• **Exercícios**
**1)** Diga se cada afirmação a seguir está de acordo com o texto sobre a aula de café, respondendo sim ou não e citando as palavras exatas do texto que decidem a questão: (a) a aula contou com doze alunos; (b) os três cafés provados às cegas eram todos expressos; (c) segundo Isabela, a concentração ideal é de 100g de café por litro de água.
**2)** Cite o trecho do texto sobre a aula de café desde "Cafeolotras anônimos" até "garrafas térmicas profissionais.", inclusive.
**3)** Continue o texto sobre a aula de café a partir do ponto em que ele termina.

• **Trecho do texto**
+++

MÃO NA MASSA: Como preparar um café profissional em casa


Isabela Raposeiras


Cafeolotras anônimos

texto: Juliana Araújo, especial para o Estado
foto: JF Diorio/Estadão
A aula da barista Isabela Raposeiras começou como uma reunião de, digamos, ‘cafeólatras anônimos’, na manhã desse domingo. Sentados em volta de uma longa e estreita mesa cheia de xícaras grandes e garrafas de água, os doze alunos que estiveram no encontro Como Preparar um Café Profissional em Casa disseram, um por um, nome, idade, profissão e qual a relação que têm com a bebida. Em seguida, experimentaram às cegas os três tipos de café – todos coados - que Isabela preparou pouco antes do início da aula e guardou em garrafas térmicas profissionais.

“Vou falar uma coisa importante: meu café é frio e fraco. Vocês querem desistir agora?”, provocou Isabela, que logo tranquilizou seus alunos explicando que, quando o café resfria, características de avaliação como acidez e doçura se realçam. Ela também ensinou que “o melhor café é o mais diluído”, para o desespero daqueles que não engolem o café de estilo americano.

Ela disse que os americanos usam, em seu mal-afamado ‘chafé’, uma média de 40g a 50g de café por litro de água, enquanto os brasileiros preferem de 100g a 120 g do pó para a mesma quantidade de água. “Eles diluem demais. Mas, tecnicamente, estão mais próximos da concentração ideal, que é de 70g, quando o grão é de qualidade. Os brasileiros diluem pouco e muitos sólidos ficam retidos na borra, por isso o café fica mais amargo e mais pobre”, explicou.

+++

• **Dados fornecidos**
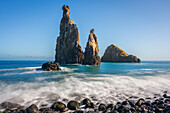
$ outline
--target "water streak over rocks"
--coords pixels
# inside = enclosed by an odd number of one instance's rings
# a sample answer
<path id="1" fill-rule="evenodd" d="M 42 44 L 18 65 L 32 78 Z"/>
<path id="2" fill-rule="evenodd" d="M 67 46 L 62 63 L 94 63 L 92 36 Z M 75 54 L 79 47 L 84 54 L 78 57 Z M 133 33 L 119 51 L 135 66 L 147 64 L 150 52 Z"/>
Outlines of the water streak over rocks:
<path id="1" fill-rule="evenodd" d="M 85 98 L 81 103 L 71 100 L 67 106 L 63 102 L 55 102 L 51 107 L 43 108 L 38 108 L 35 104 L 32 104 L 28 108 L 23 106 L 6 108 L 3 113 L 169 113 L 170 103 L 165 101 L 166 99 L 169 98 L 160 96 L 158 98 L 140 98 L 138 100 L 126 99 L 116 104 L 95 104 L 90 99 Z M 89 106 L 90 104 L 93 104 L 93 106 Z"/>

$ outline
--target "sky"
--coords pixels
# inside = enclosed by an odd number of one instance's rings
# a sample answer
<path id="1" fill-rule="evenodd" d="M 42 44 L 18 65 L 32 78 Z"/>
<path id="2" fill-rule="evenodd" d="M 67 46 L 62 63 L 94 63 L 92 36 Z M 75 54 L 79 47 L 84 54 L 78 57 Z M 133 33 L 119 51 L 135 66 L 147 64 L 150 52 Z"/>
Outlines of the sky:
<path id="1" fill-rule="evenodd" d="M 116 44 L 141 60 L 170 60 L 170 0 L 0 0 L 0 60 L 54 60 L 62 6 L 79 29 L 91 29 L 99 55 Z"/>

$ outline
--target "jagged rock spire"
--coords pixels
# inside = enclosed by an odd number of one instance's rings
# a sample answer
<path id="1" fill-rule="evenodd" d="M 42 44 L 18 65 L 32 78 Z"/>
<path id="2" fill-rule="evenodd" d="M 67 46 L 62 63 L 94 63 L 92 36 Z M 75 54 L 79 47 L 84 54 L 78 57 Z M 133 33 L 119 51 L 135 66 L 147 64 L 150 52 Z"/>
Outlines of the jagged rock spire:
<path id="1" fill-rule="evenodd" d="M 94 33 L 94 29 L 92 29 L 90 31 L 89 39 L 86 45 L 83 64 L 99 66 L 101 60 L 98 53 L 99 53 L 98 39 Z"/>
<path id="2" fill-rule="evenodd" d="M 82 63 L 84 53 L 80 46 L 79 31 L 70 19 L 70 8 L 62 7 L 63 17 L 60 22 L 60 36 L 57 37 L 55 61 L 60 64 Z"/>

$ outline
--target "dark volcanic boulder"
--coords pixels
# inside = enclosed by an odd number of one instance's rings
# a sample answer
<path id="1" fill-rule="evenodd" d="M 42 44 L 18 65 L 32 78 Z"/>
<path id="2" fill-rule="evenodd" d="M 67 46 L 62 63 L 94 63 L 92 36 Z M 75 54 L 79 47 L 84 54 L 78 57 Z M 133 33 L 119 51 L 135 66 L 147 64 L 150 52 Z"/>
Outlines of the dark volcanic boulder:
<path id="1" fill-rule="evenodd" d="M 55 102 L 51 106 L 51 109 L 54 109 L 55 111 L 61 111 L 61 112 L 63 112 L 65 108 L 66 108 L 66 105 L 62 102 Z"/>
<path id="2" fill-rule="evenodd" d="M 133 55 L 128 55 L 118 46 L 112 44 L 105 50 L 101 58 L 102 62 L 141 62 L 139 58 Z"/>
<path id="3" fill-rule="evenodd" d="M 29 106 L 25 111 L 26 113 L 39 113 L 38 107 L 35 104 Z"/>
<path id="4" fill-rule="evenodd" d="M 64 5 L 62 9 L 63 18 L 60 22 L 60 36 L 57 38 L 55 61 L 60 64 L 82 63 L 84 53 L 80 46 L 78 28 L 69 17 L 69 6 Z"/>
<path id="5" fill-rule="evenodd" d="M 90 31 L 89 39 L 84 53 L 84 62 L 86 65 L 99 66 L 101 63 L 99 53 L 98 40 L 94 33 L 94 29 Z"/>
<path id="6" fill-rule="evenodd" d="M 80 103 L 77 102 L 77 101 L 71 100 L 71 101 L 67 104 L 67 107 L 68 107 L 70 110 L 77 110 L 77 109 L 80 108 Z"/>
<path id="7" fill-rule="evenodd" d="M 6 108 L 9 108 L 9 109 L 12 109 L 12 108 L 16 108 L 16 107 L 19 107 L 20 105 L 19 104 L 16 104 L 16 103 L 11 103 L 11 102 L 2 102 L 0 104 L 0 109 L 6 109 Z"/>
<path id="8" fill-rule="evenodd" d="M 42 69 L 45 71 L 61 70 L 57 62 L 46 62 L 42 65 Z"/>

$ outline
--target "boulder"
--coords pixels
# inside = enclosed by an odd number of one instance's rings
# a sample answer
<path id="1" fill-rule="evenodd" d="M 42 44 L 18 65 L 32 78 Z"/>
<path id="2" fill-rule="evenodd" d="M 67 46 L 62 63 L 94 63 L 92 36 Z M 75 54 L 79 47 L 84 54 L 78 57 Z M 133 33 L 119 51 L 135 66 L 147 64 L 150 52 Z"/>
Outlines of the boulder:
<path id="1" fill-rule="evenodd" d="M 25 111 L 26 113 L 39 113 L 38 107 L 35 104 L 29 106 Z"/>
<path id="2" fill-rule="evenodd" d="M 62 102 L 55 102 L 52 106 L 51 109 L 54 109 L 55 111 L 61 111 L 63 112 L 66 109 L 66 105 Z"/>
<path id="3" fill-rule="evenodd" d="M 90 31 L 89 39 L 85 48 L 83 64 L 99 66 L 101 63 L 101 59 L 98 53 L 98 39 L 94 33 L 94 29 L 92 29 Z"/>
<path id="4" fill-rule="evenodd" d="M 45 71 L 61 70 L 57 62 L 46 62 L 42 65 L 42 69 Z"/>
<path id="5" fill-rule="evenodd" d="M 79 31 L 70 19 L 70 8 L 62 7 L 63 17 L 60 22 L 60 35 L 57 37 L 55 61 L 60 64 L 81 64 L 84 53 L 80 46 Z"/>
<path id="6" fill-rule="evenodd" d="M 77 101 L 71 100 L 71 101 L 67 104 L 67 107 L 68 107 L 70 110 L 77 110 L 77 109 L 80 108 L 80 103 L 77 102 Z"/>
<path id="7" fill-rule="evenodd" d="M 101 58 L 102 62 L 141 62 L 139 58 L 133 55 L 128 55 L 115 44 L 111 44 L 104 52 Z"/>
<path id="8" fill-rule="evenodd" d="M 12 109 L 12 108 L 17 108 L 19 107 L 20 105 L 19 104 L 16 104 L 16 103 L 12 103 L 12 102 L 2 102 L 0 104 L 0 109 Z"/>

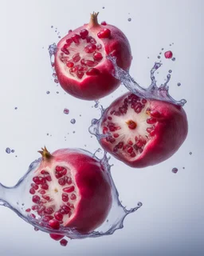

+++

• **Respostas em ordem**
**1)**
(a) Sim: "os doze alunos que estiveram no encontro"
(b) Não: "os três tipos de café – todos coados"
(c) Não: "concentração ideal, que é de 70g, quando o grão é de qualidade"

**2)**
Cafeolotras anônimos

texto: Juliana Araújo, especial para o Estado
foto: JF Diorio/Estadão
A aula da barista Isabela Raposeiras começou como uma reunião de, digamos, ‘cafeólatras anônimos’, na manhã desse domingo. Sentados em volta de uma longa e estreita mesa cheia de xícaras grandes e garrafas de água, os doze alunos que estiveram no encontro Como Preparar um Café Profissional em Casa disseram, um por um, nome, idade, profissão e qual a relação que têm com a bebida. Em seguida, experimentaram às cegas os três tipos de café – todos coados - que Isabela preparou pouco antes do início da aula e guardou em garrafas térmicas profissionais.

**3)**
“Café amargo é sinônimo de café ruim”, decretou a barista. Para sentir a “doçura natural” do café, ela pediu que na degustação ninguém adoçasse a bebida. “Mas não fiquem constrangidos se quiserem adoçar o café no dia a dia. Temos que beber do jeito como nos sentimos melhor”, relativizou.

Isabela só começou a degustação depois fazer algumas considerações sobre as principais características do café: a acidez, “uma qualidade da bebida que não tem nada a ver com amargor”; o corpo, “que confere ao café estrutura e viscosidade e está diretamente relacionado a acidez”; e o retrogosto, “sabor residual que tem que ser prolongado e agradável”.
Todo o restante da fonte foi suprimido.